*** ARTIKEL ***

Denn karnivore und omnivore Fische wie Lachs, Thunfisch, Forelle etc. werden mit Fischmehl und Fischöl gefüttert. Und für das Fischmehl graben sogenannte Gammelfischer mit schweren Grundschleppnetzen den Meeresgrund nach Sandaalen und anderem fetthaltigen Fischen ab. Dabei hinterlassen sie am Meeresgrund verwüstete Lebensräume und Laichgründe und natürlich landen abertausende von Tonnen guter Speisefischen als Beifang im Fischfutter. Schon 2006 frassen die Fische in Aquakulturen 70 Prozent der weltweiten Fischmehlproduktion und 90 Prozent des Fischöls. Was nicht nur ökologisch, sondern auch wirtschaftlich unsinnig ist. Raubfische oder Shrimps aus der Zucht fressen zwischen dem 3 und 20-fachen des Ertrages an Fisch fressen, den sie selber auf den Teller bringen. Wenn schon Zuchtfisch beschränken machen vegetarische Arten wie Arten wie Karpfen, Tilapia oder Pangasius deutlich mehr Sinn.
Sinnvolle Richtlinien
fair-fish setzt eine Obergrenze für den Einsatz von Fischmehl und Fischöl in Aquafarmen. Für die Gewinnung von 1 kg Zuchtfisch (Lebendgewicht) dürfen höchstens 200 Gramm Wildfang (Lebendgewicht) eingesetzt werden. Das schliesst Aquafarming grosser Fleischfresser wie Thun oder Kalbeljau und auch Lachs, und fördert die betriebsnahe Verarbeitung von Zuchtfischen zu Filets, damit die Schlachtabfälle der Wiederverwertung als Fischfutter zugeführt werden können. Ausserdem fordert fair-fish Zuchtanlagen so zu gestalten, dass sie den realen Lebensbedingungen der Tiere in Freiheit möglichst ähnlich sind. Allerdings wissen wir weit weniger über die Lebensgewohnheiten und -bedingungen der meisten Fischarten, als wir über Landtiere wissen. fair-fish fordert daher, dass im Sinne des Verursacherprinzips von den Fischzüchtern finanzierte umfangreiche Forschungen und die Umsetzung der Ergebnisse in der Fischzucht.

*** DATENSÄTZE ***

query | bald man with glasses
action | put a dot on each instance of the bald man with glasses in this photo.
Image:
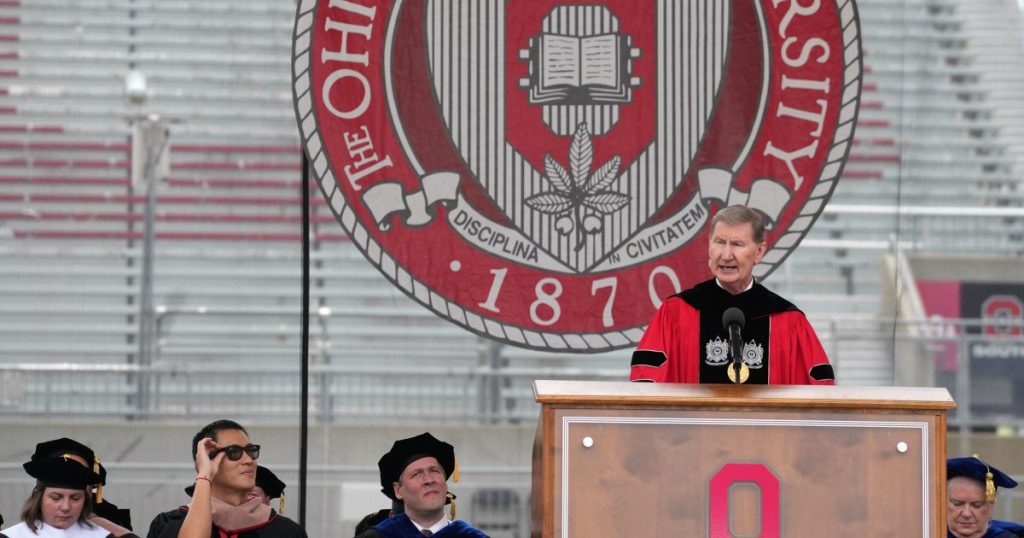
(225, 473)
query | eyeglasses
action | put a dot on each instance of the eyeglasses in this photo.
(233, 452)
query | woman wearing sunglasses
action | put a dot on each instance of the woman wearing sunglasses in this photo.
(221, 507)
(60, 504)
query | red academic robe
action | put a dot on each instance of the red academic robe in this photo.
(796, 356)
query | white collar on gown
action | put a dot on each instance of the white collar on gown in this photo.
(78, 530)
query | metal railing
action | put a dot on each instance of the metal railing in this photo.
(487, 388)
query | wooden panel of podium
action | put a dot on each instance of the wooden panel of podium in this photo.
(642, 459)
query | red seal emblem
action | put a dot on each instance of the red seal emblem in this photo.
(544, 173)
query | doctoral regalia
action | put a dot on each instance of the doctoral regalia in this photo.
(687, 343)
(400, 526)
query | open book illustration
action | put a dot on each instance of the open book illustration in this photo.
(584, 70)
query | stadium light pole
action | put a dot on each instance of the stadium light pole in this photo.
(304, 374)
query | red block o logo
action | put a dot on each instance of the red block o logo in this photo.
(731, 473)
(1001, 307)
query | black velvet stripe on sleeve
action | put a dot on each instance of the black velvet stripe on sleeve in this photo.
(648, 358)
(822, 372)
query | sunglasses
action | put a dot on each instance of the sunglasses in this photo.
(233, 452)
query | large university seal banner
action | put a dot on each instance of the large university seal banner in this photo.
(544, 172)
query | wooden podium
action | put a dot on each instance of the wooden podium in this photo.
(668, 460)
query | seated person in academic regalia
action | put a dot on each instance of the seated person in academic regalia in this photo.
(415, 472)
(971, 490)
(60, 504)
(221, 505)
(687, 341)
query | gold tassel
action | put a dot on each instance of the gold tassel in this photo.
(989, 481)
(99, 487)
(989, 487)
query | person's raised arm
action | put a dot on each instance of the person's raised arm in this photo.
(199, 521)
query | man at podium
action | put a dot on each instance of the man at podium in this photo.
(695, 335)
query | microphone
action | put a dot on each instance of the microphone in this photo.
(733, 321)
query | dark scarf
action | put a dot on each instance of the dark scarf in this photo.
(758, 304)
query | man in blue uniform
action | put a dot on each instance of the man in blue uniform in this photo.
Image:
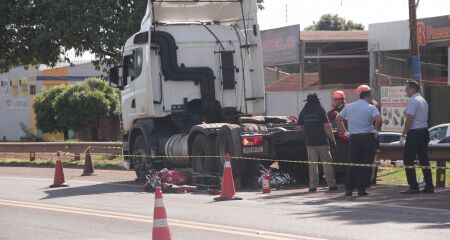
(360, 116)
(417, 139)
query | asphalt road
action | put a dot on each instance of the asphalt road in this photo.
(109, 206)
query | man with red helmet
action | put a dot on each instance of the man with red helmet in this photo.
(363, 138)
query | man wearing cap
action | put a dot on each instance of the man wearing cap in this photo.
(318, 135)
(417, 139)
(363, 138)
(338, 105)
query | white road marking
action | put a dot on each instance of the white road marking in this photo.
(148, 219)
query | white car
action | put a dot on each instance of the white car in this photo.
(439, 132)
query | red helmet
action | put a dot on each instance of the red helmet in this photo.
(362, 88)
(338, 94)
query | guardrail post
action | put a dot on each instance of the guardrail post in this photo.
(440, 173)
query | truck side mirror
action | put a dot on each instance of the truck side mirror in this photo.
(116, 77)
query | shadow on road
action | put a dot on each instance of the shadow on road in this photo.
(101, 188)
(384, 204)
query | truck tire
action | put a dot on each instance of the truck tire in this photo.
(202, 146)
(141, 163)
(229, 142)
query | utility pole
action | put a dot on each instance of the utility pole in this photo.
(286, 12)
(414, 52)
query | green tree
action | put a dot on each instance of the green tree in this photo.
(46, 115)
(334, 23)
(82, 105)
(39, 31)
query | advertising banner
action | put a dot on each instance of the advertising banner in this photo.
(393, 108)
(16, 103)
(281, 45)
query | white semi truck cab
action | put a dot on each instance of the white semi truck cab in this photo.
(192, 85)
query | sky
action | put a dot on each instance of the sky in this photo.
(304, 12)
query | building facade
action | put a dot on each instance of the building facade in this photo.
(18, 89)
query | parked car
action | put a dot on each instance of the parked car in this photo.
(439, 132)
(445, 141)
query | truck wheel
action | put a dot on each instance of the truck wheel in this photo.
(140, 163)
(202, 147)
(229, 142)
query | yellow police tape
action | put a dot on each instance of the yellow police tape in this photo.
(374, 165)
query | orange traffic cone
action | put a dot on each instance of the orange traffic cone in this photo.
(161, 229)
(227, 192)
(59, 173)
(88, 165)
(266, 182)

***

AUFGABE: Welche vegetarischen Fischarten nennt der Artikel über Fischzucht als deutlich sinnvollere Wahl? Für die Bearbeitung braucht man die Datensätze nicht.

ERGEBNIS: Karpfen, Tilapia und Pangasius.